**SELECTED EXTRACT**

•••••

The total distance traveled by the car from $t$ to $t_e$ consists of the response distance $S{r}_{n+1}\left(t\right)$ and braking distance $S{b}_{n+1}(t+\tau )$. Equations (2) and (3) illustrate the computation of reaction distance $S{r}_{n+1}\left(t\right)$ and braking distance $S{b}_{n+1}\left(t+\tau \right),$ respectively. The distance traveled by the leading car during its braking is $S_n\left(t\right)$, it is calculated as shown in Equation (4).

$$S{r}_{n+1}\left(t\right)=x_{n+1}^{\prime }\left(t\right)\times \tau$$

(2)

$$S{b}_{n+1}(t+\tau )=\frac{\left(x_{n+1}^{\prime }\right(t+\tau ){)}^2}{-2B_{n+1}(t+\tau )}=\frac{\left(x_{n+1}^{\prime }\right(t){)}^2}{-2B_{n+1}(t+\tau )}$$

(3)

$$S_n\left(t\right)=\frac{\left(x_n^{\prime }\right(t){)}^2}{-2B_n\left(t\right)}$$

(4)

where $x_n\left(t\right)$ and $x_{n+1}\left(t\right)$ are the positions of the leading car and the following car, $B_{n+1}\left(t\right)$ and $B_n\left(t\right)$ are the maximum deceleration of the following car and the leading car at time t, respectively.

The traditional minimum safety distance is:

$$TS{D}_{n+1}\left(t\right)=max\left(\begin{array}{c}S{r}_{n+1}\left(t\right)+S{b}_{n+1}(t+\tau )-S_n\left(t\right),0\end{array}\right)+L_n+d$$

(5)

where $L_n$ is the length of car n, $d$ is the static safety distance.

The relationship between the maximum deceleration and the adhesion coefficient of the road is shown in Equation (6).

$$B_n\left(t\right)=-\mu \left(x_n\right(t\left)\right)\times g$$

(6)

where $\mu$ is the adhesion coefficient of the road, $g$ is the acceleration of gravity.

Therefore, the minimum safety distance is shown in Equation (7).

•••••

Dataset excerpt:
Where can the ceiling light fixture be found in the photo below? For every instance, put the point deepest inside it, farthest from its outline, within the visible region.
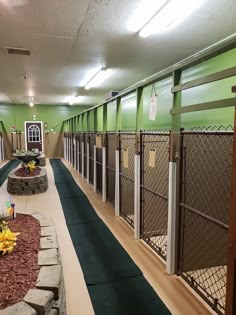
(31, 101)
(71, 100)
(98, 78)
(169, 16)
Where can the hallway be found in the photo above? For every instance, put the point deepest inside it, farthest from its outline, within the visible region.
(171, 289)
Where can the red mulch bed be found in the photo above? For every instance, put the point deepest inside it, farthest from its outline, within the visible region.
(19, 270)
(21, 172)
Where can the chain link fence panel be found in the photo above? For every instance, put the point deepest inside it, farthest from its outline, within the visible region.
(127, 144)
(154, 189)
(206, 166)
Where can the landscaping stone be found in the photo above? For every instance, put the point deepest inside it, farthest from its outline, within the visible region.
(18, 309)
(60, 304)
(42, 220)
(48, 242)
(49, 278)
(49, 297)
(48, 257)
(48, 230)
(17, 185)
(40, 300)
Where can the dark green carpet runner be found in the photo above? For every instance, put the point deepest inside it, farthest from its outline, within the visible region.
(115, 283)
(5, 170)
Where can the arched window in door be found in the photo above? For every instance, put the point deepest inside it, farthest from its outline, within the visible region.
(34, 134)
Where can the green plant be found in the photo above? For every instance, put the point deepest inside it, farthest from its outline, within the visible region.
(7, 238)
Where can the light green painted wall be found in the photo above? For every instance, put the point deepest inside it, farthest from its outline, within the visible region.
(111, 116)
(52, 114)
(126, 119)
(164, 104)
(128, 112)
(209, 92)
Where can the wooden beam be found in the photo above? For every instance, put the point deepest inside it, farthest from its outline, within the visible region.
(207, 79)
(228, 102)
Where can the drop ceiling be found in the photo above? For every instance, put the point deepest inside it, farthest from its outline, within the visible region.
(69, 39)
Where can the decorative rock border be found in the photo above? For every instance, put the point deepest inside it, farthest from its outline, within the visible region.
(48, 298)
(27, 185)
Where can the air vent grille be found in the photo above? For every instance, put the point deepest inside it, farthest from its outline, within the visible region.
(17, 51)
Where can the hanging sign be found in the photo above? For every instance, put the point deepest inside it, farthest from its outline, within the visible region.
(153, 108)
(152, 158)
(99, 141)
(126, 158)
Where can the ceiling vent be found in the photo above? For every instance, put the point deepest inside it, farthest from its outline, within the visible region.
(17, 51)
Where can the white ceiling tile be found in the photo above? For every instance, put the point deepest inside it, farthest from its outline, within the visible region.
(69, 39)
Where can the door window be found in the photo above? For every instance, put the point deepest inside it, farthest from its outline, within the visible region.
(34, 134)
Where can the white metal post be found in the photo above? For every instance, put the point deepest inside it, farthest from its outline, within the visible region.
(78, 150)
(1, 148)
(74, 152)
(3, 155)
(104, 177)
(88, 161)
(117, 184)
(67, 149)
(82, 155)
(95, 169)
(171, 229)
(137, 196)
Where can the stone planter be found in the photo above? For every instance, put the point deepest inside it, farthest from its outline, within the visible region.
(48, 297)
(27, 185)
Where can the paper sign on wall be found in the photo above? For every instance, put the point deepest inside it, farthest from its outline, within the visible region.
(153, 108)
(126, 158)
(99, 141)
(152, 158)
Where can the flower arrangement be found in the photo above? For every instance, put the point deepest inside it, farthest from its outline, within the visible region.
(7, 238)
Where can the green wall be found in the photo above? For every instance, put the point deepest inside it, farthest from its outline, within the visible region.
(209, 92)
(54, 115)
(164, 104)
(124, 113)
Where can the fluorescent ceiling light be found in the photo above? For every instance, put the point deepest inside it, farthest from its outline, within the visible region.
(31, 101)
(98, 78)
(172, 14)
(71, 100)
(128, 97)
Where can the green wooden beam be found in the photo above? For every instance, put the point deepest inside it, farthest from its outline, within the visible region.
(139, 116)
(177, 99)
(105, 117)
(207, 79)
(228, 102)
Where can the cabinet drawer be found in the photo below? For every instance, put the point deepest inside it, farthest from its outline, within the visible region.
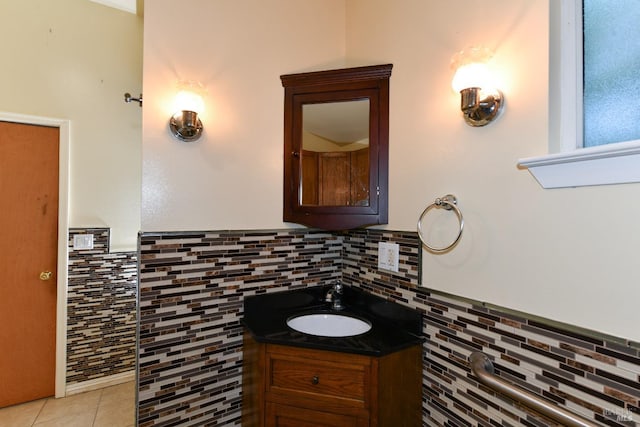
(333, 378)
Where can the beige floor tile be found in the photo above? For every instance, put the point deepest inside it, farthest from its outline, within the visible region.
(79, 404)
(22, 415)
(70, 420)
(118, 393)
(119, 414)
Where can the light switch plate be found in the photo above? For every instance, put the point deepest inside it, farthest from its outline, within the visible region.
(82, 241)
(388, 256)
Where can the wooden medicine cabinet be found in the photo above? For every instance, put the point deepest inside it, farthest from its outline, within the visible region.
(336, 147)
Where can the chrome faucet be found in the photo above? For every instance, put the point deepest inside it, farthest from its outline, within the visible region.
(334, 296)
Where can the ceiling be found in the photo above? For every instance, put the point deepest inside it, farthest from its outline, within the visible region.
(131, 6)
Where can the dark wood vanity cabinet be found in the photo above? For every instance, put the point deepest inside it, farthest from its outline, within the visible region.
(288, 386)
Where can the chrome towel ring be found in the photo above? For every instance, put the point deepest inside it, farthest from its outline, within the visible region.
(449, 203)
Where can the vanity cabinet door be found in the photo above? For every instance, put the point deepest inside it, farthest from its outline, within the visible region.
(290, 416)
(289, 386)
(334, 379)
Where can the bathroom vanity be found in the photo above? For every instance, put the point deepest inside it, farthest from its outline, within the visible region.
(291, 378)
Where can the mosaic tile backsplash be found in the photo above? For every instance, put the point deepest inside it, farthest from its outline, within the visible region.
(101, 309)
(191, 291)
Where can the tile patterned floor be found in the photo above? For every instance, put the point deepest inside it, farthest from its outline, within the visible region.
(108, 407)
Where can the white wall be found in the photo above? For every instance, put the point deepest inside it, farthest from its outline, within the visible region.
(567, 255)
(232, 177)
(74, 59)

•••••

**PROBLEM TO SOLVE**
Please pick up the passage on car-following safety distance and continue it after its final sentence, "Therefore, the minimum safety distance is shown in Equation (7)."

**RESPONSE TO THIS EXERCISE**
$$\begin{gathered} TS{D}_{n+1}\left(t\right)=\mathrm{m}\mathrm{a}\mathrm{x}\left(x_{n+1}^{\prime }\right(t)\times \tau +\frac{\left(x_{n+1}^{\prime }\right(t){)}^2}{2\mu \left(x_{n+1}\left(t+\tau \right)\right)\times g} \\ -\frac{\left(x_n^{\prime }\right(t){)}^2}{2\mu \left(x_n\right(t+\tau \left)\right)\times g},0)+L_n+d \end{gathered}$$

(7)

3. Proposed Safety Distance Model

3.1. Proposed Safety Distance

3.1.1. Minimum Safety Distance

Equation (7) shows that in the conventional safety distance model, on the road where the leading car and the following car are presently situated, the adhesion coefficient fluctuates during the braking process. Equation (7) demonstrates that the traditional safety distance model, which solely takes into account the adhesion coefficient of the road where the leading car and the following car are currently located, is inadequate for situations where the adhesion coefficient changes during the cars’ braking process.

Equation (8) displays the adhesion coefficient of the road, given that there is a sufficiently long road with various road conditions.

$$\begin{array}{c}\mu \left(x\right)={\mu }_i(x_i\le x<x_{i+1},i=0,1,2,\cdots ,m-1)\end{array}$$

(8)

where $x$ is the coordinate, $x_i$ is the starting coordinate of road section $i$, $x_{i+1}$ is the ending coordinate of road section $i$, ${\mu }_i$ is the adhesion coefficient of road section $i$, and $m$ is the total number of road sections.

Assuming that the car n on the road applies the maximum deceleration of each section at time $st$ and the velocity reaches zero at time $e{t}_{n,st}$, let us assume that the car is in section $s{i}_{n,st}$ at time $st$ and section $e{i}_{n,st}$ at time $e{t}_{n,st}$, as shown in Equations (9) and (10).

$$\begin{array}{c}{x}_{s{i}_{n,st}}\le x_n\left(st\right)<x_{s{i}_{n,st}+1}\end{array}$$

(9)

$$\begin{array}{c}{x}_{e{i}_{n,st}}\le x_n\left(e{t}_{n,st}\right)<x_{e{i}_{n,st}+1}\end{array}$$

(10)

The braking process of the car is shown in Figure 1.

In case Equation (11) is not satisfied, $e{i}_{n,st}=s{i}_{n,st}$. This degenerates into a single road condition suited for the standard safety distance paradigm. Therefore, we just evaluate Equation (11). In this case, $e{i}_{n,st}>s{i}_{n,st}$, $e{i}_{n,st}$ can be obtained from Equation (12).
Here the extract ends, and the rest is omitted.